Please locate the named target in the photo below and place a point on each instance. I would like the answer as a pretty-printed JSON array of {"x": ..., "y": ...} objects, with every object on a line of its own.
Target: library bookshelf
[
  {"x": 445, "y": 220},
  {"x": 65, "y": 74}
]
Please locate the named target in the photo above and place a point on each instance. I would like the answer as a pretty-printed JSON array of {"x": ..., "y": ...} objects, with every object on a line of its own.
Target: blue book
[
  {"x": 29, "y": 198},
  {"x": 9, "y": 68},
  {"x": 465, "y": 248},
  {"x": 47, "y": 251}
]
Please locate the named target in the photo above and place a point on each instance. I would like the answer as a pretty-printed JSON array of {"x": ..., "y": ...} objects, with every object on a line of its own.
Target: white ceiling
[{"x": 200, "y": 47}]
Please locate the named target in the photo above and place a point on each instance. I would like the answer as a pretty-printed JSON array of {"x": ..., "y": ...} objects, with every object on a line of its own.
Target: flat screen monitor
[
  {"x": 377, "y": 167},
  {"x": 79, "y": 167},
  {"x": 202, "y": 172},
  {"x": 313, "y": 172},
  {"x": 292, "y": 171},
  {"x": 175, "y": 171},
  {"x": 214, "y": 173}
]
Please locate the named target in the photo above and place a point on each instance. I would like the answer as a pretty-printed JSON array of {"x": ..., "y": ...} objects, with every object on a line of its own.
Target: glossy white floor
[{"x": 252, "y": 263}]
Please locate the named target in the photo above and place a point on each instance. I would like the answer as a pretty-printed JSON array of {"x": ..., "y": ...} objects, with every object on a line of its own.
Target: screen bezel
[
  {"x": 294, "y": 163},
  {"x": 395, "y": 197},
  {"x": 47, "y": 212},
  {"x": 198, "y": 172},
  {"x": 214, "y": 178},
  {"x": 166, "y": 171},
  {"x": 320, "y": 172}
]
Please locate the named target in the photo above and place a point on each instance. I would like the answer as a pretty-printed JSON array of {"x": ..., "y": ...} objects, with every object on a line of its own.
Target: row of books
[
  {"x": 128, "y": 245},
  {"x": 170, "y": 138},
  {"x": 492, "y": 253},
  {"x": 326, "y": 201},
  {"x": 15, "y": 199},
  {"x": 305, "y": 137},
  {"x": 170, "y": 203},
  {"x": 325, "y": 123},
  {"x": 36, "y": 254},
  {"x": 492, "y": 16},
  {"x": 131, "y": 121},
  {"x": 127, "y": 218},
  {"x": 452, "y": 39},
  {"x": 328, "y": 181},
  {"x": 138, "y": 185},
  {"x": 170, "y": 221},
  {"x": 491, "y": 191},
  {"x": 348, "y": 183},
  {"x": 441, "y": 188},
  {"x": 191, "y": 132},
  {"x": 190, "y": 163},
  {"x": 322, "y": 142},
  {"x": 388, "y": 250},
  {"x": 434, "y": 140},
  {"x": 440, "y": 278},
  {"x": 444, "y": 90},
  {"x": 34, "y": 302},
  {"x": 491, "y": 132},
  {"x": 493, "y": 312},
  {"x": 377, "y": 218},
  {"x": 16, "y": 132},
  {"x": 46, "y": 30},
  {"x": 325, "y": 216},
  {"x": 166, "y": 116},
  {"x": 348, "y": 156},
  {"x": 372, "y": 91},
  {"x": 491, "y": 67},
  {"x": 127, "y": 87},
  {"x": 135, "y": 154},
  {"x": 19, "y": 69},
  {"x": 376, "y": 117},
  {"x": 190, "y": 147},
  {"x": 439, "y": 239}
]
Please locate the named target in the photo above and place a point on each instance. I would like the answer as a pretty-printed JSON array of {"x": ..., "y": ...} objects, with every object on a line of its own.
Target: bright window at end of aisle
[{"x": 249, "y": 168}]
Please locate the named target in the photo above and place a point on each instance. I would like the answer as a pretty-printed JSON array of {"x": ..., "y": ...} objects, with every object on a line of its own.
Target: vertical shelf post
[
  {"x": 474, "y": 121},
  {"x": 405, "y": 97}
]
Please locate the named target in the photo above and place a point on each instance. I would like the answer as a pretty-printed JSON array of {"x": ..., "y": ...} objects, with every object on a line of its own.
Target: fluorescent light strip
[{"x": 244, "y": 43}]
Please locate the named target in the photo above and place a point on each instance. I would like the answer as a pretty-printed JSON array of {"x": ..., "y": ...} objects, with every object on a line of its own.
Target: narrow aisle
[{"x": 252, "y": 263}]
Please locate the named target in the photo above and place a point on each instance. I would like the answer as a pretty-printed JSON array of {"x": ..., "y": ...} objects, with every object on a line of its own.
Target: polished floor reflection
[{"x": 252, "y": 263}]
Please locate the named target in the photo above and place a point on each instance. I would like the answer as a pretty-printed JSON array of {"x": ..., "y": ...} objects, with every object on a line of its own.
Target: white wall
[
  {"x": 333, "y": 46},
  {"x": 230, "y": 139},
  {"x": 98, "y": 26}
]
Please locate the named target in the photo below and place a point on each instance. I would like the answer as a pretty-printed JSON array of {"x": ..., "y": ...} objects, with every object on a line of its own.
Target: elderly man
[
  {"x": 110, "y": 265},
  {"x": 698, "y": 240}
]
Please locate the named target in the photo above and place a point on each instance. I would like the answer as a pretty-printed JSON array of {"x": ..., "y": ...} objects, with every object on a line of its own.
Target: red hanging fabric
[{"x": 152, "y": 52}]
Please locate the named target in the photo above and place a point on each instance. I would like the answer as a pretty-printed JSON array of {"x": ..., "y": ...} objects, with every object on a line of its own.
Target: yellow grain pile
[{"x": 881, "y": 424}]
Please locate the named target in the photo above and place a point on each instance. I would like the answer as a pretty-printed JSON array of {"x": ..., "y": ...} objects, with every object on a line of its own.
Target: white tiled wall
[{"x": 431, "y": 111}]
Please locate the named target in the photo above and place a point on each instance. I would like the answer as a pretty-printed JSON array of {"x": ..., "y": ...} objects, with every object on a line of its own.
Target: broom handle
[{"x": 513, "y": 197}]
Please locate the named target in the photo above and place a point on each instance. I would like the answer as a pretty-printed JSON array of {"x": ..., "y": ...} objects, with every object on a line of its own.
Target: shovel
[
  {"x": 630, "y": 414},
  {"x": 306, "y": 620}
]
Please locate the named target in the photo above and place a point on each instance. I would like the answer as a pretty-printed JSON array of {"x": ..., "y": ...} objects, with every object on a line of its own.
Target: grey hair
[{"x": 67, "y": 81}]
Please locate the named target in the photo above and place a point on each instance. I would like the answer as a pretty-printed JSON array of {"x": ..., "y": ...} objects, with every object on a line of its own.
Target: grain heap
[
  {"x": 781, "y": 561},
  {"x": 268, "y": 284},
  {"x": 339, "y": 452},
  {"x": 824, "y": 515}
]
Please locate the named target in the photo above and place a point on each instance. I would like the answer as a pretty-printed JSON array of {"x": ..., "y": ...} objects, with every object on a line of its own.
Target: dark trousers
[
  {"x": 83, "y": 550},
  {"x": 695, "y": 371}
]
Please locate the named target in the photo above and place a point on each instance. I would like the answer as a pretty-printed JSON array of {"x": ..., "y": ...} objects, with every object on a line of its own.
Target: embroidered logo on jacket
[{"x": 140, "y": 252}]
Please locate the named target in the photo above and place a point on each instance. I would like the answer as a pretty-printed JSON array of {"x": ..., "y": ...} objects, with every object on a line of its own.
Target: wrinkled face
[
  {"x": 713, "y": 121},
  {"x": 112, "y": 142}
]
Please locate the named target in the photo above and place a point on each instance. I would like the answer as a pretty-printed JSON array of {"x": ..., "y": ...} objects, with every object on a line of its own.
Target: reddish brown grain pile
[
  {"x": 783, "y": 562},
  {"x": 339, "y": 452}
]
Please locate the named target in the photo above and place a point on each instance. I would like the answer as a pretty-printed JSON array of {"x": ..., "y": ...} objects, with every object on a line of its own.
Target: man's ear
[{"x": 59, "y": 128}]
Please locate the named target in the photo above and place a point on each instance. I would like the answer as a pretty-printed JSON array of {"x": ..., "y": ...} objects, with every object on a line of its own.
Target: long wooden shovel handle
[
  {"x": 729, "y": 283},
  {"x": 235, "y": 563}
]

_What is expected_
Collect every line of the data above that contains the string "floor", matching case exactly.

_In response_
Target: glossy white floor
Target: polished floor reflection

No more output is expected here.